Work to do =>
Count the lines below that contain the word "blue" and give only that number.

*****

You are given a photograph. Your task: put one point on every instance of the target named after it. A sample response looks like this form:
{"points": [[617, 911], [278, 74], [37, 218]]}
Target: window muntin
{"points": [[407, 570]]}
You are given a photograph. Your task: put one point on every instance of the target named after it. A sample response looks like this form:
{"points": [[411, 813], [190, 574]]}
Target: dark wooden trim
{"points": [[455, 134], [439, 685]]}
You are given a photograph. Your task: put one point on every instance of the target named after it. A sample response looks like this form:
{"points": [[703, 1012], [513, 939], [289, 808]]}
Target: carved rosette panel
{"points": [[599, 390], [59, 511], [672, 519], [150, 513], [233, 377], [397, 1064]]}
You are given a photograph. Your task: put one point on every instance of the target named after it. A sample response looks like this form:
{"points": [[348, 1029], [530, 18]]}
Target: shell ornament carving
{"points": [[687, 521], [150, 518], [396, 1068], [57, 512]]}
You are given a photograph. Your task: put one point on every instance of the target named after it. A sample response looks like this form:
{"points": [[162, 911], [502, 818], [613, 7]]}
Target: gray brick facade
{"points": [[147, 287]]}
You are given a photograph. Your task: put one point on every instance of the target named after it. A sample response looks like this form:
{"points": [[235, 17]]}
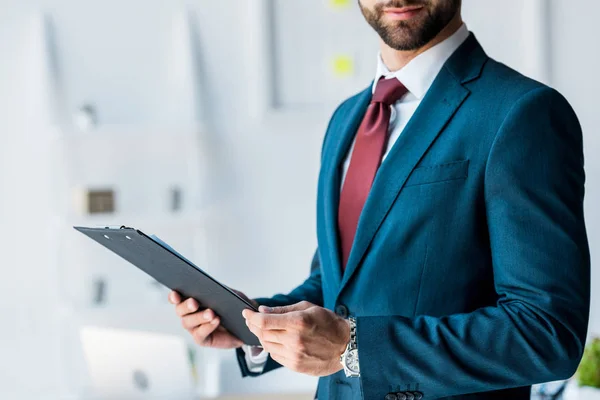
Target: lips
{"points": [[403, 13]]}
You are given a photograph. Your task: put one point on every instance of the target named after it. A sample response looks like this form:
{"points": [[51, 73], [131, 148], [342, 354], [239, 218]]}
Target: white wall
{"points": [[263, 162]]}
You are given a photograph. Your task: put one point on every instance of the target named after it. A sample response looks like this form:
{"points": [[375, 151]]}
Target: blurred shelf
{"points": [[159, 318], [117, 131], [179, 219]]}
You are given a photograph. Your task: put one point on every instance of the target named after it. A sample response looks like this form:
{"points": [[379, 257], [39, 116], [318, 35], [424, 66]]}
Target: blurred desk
{"points": [[308, 396]]}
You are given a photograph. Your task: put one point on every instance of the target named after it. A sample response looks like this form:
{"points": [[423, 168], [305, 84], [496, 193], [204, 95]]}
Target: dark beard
{"points": [[411, 34]]}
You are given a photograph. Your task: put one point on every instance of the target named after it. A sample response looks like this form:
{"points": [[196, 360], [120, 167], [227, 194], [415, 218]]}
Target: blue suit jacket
{"points": [[470, 268]]}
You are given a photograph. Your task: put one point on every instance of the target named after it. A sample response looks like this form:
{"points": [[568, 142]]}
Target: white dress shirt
{"points": [[417, 76]]}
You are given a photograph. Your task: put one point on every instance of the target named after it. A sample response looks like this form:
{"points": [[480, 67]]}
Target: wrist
{"points": [[347, 336]]}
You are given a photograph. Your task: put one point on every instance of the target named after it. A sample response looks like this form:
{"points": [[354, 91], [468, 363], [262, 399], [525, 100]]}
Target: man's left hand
{"points": [[302, 337]]}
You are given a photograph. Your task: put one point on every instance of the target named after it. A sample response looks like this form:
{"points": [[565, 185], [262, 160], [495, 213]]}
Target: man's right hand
{"points": [[203, 324]]}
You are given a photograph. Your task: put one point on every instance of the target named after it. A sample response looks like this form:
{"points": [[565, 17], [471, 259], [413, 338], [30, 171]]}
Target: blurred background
{"points": [[201, 122]]}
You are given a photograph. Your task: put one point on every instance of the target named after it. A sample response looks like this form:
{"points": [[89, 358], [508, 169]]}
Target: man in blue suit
{"points": [[453, 260]]}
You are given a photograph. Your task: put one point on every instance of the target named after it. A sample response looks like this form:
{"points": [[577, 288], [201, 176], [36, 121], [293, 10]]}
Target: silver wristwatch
{"points": [[349, 359]]}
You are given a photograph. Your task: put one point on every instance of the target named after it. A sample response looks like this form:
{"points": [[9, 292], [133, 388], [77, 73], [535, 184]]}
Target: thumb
{"points": [[303, 305]]}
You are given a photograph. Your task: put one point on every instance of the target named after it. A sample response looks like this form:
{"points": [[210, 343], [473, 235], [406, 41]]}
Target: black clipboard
{"points": [[176, 273]]}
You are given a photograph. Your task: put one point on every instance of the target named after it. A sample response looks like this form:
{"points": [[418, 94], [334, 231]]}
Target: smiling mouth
{"points": [[404, 13]]}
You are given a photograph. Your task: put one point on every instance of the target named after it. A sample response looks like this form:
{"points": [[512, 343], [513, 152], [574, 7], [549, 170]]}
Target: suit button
{"points": [[342, 311]]}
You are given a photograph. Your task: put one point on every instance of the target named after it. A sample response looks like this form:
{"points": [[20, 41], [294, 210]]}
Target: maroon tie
{"points": [[369, 147]]}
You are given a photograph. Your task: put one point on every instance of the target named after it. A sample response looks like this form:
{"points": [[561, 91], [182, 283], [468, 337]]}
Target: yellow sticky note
{"points": [[343, 66], [339, 3]]}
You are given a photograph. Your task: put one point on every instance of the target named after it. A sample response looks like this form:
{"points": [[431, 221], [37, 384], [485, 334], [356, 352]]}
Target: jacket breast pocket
{"points": [[439, 173]]}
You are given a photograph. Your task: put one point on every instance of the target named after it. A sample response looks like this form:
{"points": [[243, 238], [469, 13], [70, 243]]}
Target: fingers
{"points": [[189, 306], [295, 320], [192, 321], [202, 333], [301, 306], [271, 336], [174, 298]]}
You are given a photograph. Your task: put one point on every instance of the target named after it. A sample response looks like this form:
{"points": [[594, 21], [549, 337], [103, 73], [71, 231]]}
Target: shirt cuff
{"points": [[256, 358]]}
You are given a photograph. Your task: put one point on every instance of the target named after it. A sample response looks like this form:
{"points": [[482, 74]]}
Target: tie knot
{"points": [[389, 91]]}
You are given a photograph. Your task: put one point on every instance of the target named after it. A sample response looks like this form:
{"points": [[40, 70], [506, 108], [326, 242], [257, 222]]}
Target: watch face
{"points": [[352, 361]]}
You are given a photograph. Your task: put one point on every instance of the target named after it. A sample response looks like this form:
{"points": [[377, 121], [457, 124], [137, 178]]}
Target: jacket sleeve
{"points": [[310, 291], [534, 189]]}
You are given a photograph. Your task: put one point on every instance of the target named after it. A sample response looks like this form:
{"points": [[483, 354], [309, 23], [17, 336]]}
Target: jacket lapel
{"points": [[341, 137], [436, 109]]}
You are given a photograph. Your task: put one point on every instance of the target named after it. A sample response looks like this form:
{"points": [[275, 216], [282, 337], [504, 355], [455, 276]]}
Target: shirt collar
{"points": [[418, 75]]}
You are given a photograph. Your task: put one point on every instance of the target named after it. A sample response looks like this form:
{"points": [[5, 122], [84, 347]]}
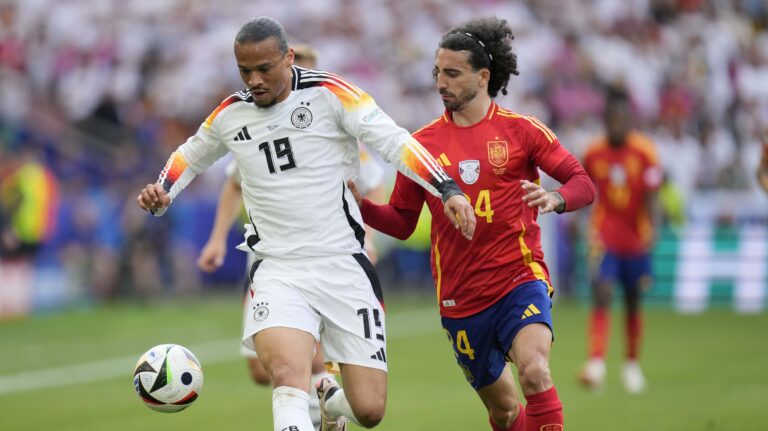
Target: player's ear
{"points": [[485, 76], [289, 56]]}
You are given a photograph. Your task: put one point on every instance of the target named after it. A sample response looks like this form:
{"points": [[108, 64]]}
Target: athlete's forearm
{"points": [[227, 210], [396, 222], [577, 188]]}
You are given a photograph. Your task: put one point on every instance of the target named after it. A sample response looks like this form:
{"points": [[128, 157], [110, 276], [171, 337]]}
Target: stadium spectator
{"points": [[28, 201], [762, 169], [626, 171], [494, 292], [311, 281]]}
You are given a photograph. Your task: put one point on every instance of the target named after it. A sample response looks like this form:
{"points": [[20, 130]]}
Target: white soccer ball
{"points": [[168, 378]]}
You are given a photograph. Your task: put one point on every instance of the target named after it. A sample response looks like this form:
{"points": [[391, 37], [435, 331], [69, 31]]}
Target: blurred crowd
{"points": [[97, 94]]}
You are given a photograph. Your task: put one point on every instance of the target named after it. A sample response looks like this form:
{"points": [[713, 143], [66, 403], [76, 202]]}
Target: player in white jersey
{"points": [[227, 211], [294, 136], [213, 253]]}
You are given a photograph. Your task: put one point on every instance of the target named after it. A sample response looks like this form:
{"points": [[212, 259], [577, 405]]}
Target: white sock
{"points": [[338, 405], [290, 409], [314, 402]]}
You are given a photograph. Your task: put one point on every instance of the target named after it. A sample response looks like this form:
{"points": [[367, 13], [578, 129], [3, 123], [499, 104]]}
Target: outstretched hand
{"points": [[461, 214], [536, 196], [153, 197]]}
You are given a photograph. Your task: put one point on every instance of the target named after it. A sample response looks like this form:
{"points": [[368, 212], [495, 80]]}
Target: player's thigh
{"points": [[286, 354], [277, 298], [365, 388], [476, 346], [347, 296], [501, 395], [280, 324]]}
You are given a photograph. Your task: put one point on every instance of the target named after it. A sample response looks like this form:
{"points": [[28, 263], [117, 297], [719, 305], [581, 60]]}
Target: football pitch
{"points": [[73, 371]]}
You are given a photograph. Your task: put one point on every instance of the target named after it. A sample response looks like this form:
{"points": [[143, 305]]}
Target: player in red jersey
{"points": [[625, 169], [493, 292]]}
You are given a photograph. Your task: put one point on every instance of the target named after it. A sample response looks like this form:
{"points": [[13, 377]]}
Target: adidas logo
{"points": [[380, 355], [243, 135], [530, 311]]}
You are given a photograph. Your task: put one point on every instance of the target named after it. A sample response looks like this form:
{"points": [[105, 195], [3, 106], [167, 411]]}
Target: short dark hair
{"points": [[262, 28], [489, 41]]}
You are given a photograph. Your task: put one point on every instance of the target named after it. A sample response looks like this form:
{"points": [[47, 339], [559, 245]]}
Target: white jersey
{"points": [[294, 160], [367, 177]]}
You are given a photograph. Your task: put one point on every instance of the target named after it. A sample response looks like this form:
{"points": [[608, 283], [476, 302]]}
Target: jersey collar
{"points": [[448, 118]]}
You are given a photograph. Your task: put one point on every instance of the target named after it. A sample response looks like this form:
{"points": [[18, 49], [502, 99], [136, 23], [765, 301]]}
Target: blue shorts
{"points": [[625, 270], [481, 341]]}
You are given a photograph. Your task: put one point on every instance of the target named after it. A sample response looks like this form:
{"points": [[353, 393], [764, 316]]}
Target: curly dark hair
{"points": [[489, 41], [262, 28]]}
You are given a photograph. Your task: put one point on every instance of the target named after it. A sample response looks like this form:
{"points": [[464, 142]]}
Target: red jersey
{"points": [[624, 176], [487, 160]]}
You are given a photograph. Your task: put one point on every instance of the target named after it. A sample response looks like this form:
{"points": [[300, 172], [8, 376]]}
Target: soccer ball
{"points": [[168, 378]]}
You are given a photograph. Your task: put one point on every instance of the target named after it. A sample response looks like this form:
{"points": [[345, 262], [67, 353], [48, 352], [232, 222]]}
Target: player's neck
{"points": [[473, 113]]}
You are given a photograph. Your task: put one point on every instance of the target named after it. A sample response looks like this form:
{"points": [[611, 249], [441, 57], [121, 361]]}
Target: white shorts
{"points": [[337, 299]]}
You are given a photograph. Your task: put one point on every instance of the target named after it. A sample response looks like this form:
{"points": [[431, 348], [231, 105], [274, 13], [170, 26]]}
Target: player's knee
{"points": [[258, 373], [371, 413], [534, 375], [504, 417], [282, 374], [260, 377]]}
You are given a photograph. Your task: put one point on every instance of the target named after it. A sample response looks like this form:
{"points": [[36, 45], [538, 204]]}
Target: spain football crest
{"points": [[469, 170], [498, 153]]}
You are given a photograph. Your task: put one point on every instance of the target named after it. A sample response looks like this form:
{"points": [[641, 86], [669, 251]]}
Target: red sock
{"points": [[544, 411], [517, 425], [598, 332], [634, 335]]}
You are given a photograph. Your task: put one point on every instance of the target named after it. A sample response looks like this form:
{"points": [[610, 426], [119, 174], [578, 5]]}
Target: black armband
{"points": [[448, 189]]}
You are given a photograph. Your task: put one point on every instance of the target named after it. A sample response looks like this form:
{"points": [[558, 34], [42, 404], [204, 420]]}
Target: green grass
{"points": [[705, 372]]}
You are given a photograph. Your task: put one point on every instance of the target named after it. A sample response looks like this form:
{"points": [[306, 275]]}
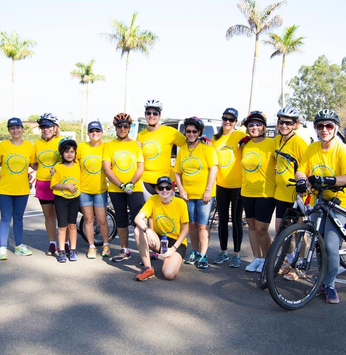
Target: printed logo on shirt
{"points": [[151, 150]]}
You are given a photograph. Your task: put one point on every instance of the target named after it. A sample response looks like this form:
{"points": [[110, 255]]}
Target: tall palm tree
{"points": [[16, 49], [129, 39], [285, 45], [259, 22], [86, 76]]}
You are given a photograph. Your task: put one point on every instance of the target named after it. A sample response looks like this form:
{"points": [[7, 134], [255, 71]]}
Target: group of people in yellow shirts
{"points": [[239, 168]]}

*****

Answer for the task =>
3